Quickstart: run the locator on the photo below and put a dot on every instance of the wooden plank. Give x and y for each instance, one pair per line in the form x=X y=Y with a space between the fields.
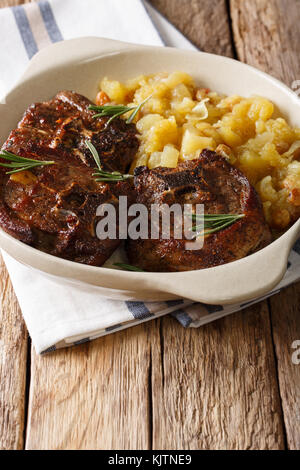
x=99 y=395
x=93 y=396
x=285 y=309
x=212 y=390
x=205 y=23
x=217 y=386
x=13 y=353
x=267 y=36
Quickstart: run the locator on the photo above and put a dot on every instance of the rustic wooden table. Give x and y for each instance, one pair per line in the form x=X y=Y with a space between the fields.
x=228 y=385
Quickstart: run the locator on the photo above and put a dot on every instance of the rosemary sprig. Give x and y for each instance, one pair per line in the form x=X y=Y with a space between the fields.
x=18 y=163
x=128 y=267
x=117 y=110
x=100 y=174
x=214 y=222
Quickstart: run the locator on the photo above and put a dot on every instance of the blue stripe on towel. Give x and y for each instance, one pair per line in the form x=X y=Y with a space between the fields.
x=113 y=327
x=50 y=22
x=139 y=310
x=213 y=308
x=25 y=31
x=182 y=317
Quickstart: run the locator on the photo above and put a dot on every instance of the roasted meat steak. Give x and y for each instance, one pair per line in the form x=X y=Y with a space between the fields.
x=208 y=180
x=53 y=208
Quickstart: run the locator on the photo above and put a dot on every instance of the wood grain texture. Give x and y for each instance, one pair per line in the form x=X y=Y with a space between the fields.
x=13 y=353
x=285 y=309
x=267 y=35
x=203 y=22
x=93 y=396
x=217 y=385
x=159 y=385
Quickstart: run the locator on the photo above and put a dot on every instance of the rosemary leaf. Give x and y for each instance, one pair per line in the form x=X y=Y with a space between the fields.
x=100 y=174
x=117 y=110
x=214 y=222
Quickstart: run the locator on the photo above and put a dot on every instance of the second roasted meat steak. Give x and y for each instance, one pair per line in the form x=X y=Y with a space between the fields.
x=223 y=189
x=53 y=208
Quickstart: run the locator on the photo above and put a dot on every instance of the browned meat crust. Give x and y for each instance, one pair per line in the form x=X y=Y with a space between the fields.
x=53 y=208
x=211 y=181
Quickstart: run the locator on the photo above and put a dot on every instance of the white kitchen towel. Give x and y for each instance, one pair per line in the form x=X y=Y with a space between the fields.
x=57 y=313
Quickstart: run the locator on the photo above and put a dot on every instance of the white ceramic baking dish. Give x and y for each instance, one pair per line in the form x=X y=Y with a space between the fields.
x=78 y=65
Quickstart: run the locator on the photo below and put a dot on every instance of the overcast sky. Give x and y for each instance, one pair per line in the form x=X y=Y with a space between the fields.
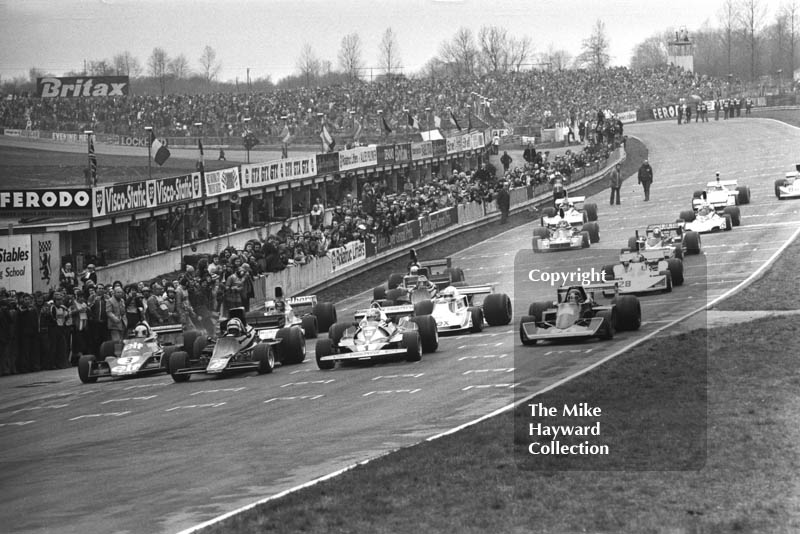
x=268 y=35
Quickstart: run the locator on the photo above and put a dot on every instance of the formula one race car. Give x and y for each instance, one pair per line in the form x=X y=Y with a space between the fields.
x=722 y=193
x=576 y=210
x=147 y=351
x=645 y=271
x=557 y=233
x=458 y=309
x=667 y=235
x=422 y=281
x=706 y=219
x=247 y=342
x=576 y=315
x=788 y=187
x=380 y=333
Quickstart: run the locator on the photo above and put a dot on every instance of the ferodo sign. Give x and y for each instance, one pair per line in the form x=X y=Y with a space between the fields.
x=79 y=87
x=45 y=202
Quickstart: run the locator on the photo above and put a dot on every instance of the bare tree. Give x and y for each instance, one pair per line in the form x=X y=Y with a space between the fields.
x=350 y=55
x=595 y=49
x=209 y=65
x=157 y=66
x=493 y=42
x=308 y=64
x=519 y=51
x=126 y=64
x=461 y=52
x=389 y=52
x=652 y=52
x=179 y=67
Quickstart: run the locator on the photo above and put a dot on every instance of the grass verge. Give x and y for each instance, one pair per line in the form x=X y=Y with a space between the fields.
x=473 y=481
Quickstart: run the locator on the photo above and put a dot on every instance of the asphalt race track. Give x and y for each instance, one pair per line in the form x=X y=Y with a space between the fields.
x=148 y=455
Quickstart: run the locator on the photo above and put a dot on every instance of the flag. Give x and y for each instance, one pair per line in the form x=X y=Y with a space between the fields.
x=455 y=121
x=328 y=142
x=158 y=149
x=385 y=126
x=92 y=161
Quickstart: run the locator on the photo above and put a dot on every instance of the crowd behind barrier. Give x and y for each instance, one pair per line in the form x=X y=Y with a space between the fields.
x=529 y=97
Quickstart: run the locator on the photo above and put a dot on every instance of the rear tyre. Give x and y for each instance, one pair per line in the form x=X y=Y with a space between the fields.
x=326 y=315
x=428 y=333
x=629 y=312
x=413 y=345
x=522 y=337
x=178 y=360
x=309 y=324
x=265 y=357
x=476 y=314
x=324 y=348
x=497 y=309
x=84 y=366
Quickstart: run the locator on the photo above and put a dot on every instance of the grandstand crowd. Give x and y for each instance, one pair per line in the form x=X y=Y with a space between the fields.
x=49 y=331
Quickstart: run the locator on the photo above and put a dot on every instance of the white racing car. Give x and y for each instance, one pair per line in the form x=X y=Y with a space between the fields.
x=458 y=309
x=788 y=187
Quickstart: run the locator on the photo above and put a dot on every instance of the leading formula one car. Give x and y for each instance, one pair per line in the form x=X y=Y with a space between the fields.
x=145 y=352
x=247 y=342
x=706 y=219
x=459 y=309
x=380 y=333
x=557 y=233
x=788 y=187
x=576 y=315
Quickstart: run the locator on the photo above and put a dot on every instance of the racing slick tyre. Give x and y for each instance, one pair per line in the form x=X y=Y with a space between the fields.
x=744 y=194
x=166 y=355
x=337 y=331
x=668 y=277
x=188 y=341
x=536 y=310
x=675 y=267
x=395 y=279
x=324 y=348
x=292 y=348
x=691 y=240
x=106 y=349
x=607 y=272
x=586 y=239
x=198 y=347
x=326 y=314
x=413 y=346
x=428 y=332
x=591 y=211
x=594 y=231
x=778 y=184
x=379 y=293
x=606 y=330
x=735 y=214
x=309 y=325
x=178 y=360
x=423 y=307
x=728 y=222
x=84 y=365
x=265 y=357
x=548 y=212
x=522 y=337
x=629 y=312
x=497 y=309
x=476 y=314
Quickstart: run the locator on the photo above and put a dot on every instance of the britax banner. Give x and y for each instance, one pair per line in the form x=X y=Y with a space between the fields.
x=82 y=86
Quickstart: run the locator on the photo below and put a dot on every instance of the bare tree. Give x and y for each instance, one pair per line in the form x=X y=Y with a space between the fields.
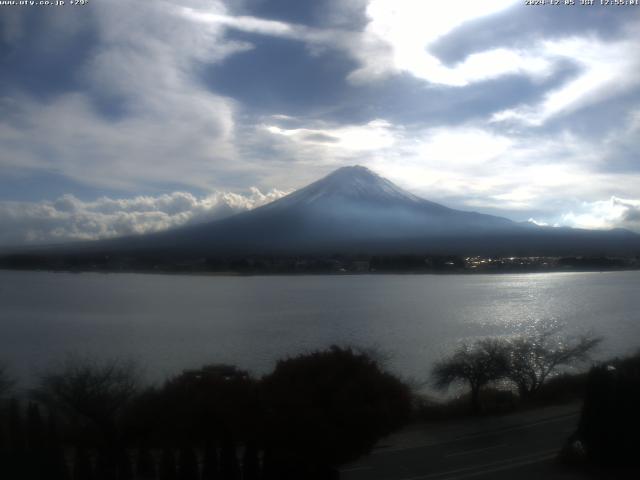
x=475 y=365
x=94 y=390
x=6 y=382
x=531 y=359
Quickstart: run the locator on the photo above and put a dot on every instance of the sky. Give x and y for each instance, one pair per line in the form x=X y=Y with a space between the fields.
x=120 y=117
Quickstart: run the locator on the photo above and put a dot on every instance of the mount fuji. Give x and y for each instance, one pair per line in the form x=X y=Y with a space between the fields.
x=354 y=210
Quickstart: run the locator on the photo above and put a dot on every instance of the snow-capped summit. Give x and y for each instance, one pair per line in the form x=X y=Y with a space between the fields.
x=355 y=210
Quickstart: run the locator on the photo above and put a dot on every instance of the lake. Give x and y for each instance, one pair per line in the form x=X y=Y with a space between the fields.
x=172 y=322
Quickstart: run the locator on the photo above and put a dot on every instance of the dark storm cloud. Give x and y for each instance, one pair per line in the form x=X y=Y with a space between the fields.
x=527 y=112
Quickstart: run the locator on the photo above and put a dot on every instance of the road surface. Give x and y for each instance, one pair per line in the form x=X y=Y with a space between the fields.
x=519 y=446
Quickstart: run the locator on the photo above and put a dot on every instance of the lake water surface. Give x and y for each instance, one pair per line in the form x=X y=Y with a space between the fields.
x=172 y=322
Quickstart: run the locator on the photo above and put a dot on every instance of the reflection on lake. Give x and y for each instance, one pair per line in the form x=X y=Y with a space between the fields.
x=171 y=322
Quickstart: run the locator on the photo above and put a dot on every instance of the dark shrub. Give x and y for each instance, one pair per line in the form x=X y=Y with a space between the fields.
x=610 y=421
x=330 y=407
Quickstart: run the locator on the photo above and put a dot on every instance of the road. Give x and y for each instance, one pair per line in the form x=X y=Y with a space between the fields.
x=521 y=446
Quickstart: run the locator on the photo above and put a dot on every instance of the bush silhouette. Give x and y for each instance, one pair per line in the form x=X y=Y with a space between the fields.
x=610 y=419
x=329 y=407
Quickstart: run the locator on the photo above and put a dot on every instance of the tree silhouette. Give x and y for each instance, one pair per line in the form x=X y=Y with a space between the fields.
x=82 y=467
x=145 y=464
x=6 y=382
x=329 y=407
x=90 y=390
x=475 y=365
x=167 y=469
x=250 y=462
x=187 y=464
x=531 y=359
x=210 y=463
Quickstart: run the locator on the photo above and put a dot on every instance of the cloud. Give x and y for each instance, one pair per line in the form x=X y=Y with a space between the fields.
x=69 y=218
x=606 y=69
x=399 y=33
x=162 y=125
x=606 y=214
x=470 y=166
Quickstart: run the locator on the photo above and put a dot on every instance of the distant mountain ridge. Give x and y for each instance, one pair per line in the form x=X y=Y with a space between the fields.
x=355 y=211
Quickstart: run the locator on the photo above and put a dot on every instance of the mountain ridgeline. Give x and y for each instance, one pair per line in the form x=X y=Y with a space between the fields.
x=355 y=211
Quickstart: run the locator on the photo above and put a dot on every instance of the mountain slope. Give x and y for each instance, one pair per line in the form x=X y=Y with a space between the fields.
x=355 y=210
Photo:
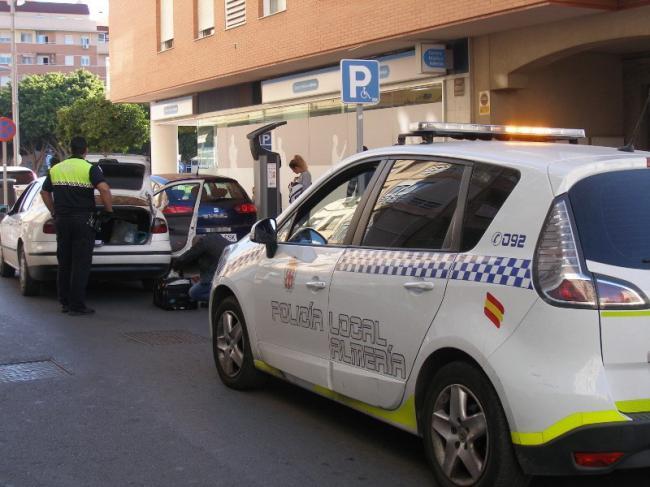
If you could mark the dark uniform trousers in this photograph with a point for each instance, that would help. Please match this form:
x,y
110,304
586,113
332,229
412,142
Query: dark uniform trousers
x,y
75,242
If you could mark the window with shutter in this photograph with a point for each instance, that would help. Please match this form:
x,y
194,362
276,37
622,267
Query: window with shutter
x,y
166,24
205,18
235,13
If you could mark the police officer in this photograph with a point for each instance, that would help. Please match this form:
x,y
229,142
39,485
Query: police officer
x,y
69,194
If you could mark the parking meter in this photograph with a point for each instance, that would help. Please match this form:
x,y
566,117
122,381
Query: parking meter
x,y
268,198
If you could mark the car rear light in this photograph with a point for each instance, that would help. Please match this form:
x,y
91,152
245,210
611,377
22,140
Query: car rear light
x,y
49,228
178,210
597,460
616,294
159,226
246,208
559,274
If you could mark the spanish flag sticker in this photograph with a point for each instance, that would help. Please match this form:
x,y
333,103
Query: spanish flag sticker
x,y
494,310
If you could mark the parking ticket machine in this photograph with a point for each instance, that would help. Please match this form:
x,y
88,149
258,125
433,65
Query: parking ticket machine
x,y
268,198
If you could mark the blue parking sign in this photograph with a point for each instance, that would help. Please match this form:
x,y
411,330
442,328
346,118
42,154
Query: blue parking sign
x,y
360,81
266,141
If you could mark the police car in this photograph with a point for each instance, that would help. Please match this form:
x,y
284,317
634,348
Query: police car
x,y
489,295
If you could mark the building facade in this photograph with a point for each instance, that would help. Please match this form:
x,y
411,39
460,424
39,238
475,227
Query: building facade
x,y
228,66
52,37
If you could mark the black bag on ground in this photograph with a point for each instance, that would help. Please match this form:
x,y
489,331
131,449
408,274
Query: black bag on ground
x,y
171,293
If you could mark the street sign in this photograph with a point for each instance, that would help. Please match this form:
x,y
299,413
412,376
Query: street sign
x,y
266,141
7,129
360,81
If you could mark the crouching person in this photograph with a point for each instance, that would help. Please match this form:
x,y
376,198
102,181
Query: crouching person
x,y
205,251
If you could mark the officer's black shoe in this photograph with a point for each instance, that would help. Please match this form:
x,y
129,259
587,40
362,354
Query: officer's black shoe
x,y
82,311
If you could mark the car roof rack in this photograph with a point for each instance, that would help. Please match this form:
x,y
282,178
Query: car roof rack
x,y
427,131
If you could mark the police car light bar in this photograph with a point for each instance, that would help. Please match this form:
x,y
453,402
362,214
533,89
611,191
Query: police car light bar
x,y
473,131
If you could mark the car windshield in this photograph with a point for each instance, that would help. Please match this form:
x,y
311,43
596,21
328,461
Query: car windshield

┄┄┄┄┄┄┄┄┄┄

**Exercise directions**. Rewrite the lines starting at the one that contains "of the lake." and stopping after the one that contains "x=521 y=446", changing "locator" to "detector" and leaving everything else as it is. Return only those lines.

**Task output**.
Quickstart: run the detector on the photo above and put a dot on every instance of the lake. Give x and y for each instance, one pair per line in the form x=X y=Y with a space between the fields.
x=172 y=322
Quickstart: run the detector on the photo above and put a dot on every instance of the dark storm cloud. Give x and y for each instance, one pair per line in the form x=X y=Y with a space between the fields.
x=527 y=112
Quickstart: run the detector on the photo above and put a dot on every instance of the road surface. Give x and y for each instance, one pair per line in the form x=X y=Y with a space between the fields.
x=519 y=446
Quickstart: run the detector on the photo above and put a dot on every instance of the lake water surface. Give x and y for each instance, one pair per line in the form x=X y=Y with a space between the fields.
x=172 y=322
Quickstart: run the detector on the photo above and put a dot on every instance of the reflection on lake. Give x and y for each instance, one pair per line in the form x=X y=Y with a space between the fields.
x=171 y=322
Quickstart: run the detector on the photo above and put a dot on every instance of the dark shrub. Give x and y for each instance, one pair per line in the form x=X y=Y with a space between the fields.
x=610 y=421
x=330 y=407
Quickstart: run the detector on the photo above and put a dot on every instance of the road. Give x and y for each instance, one pair per line in the form x=X y=Y with a space between the fields.
x=521 y=446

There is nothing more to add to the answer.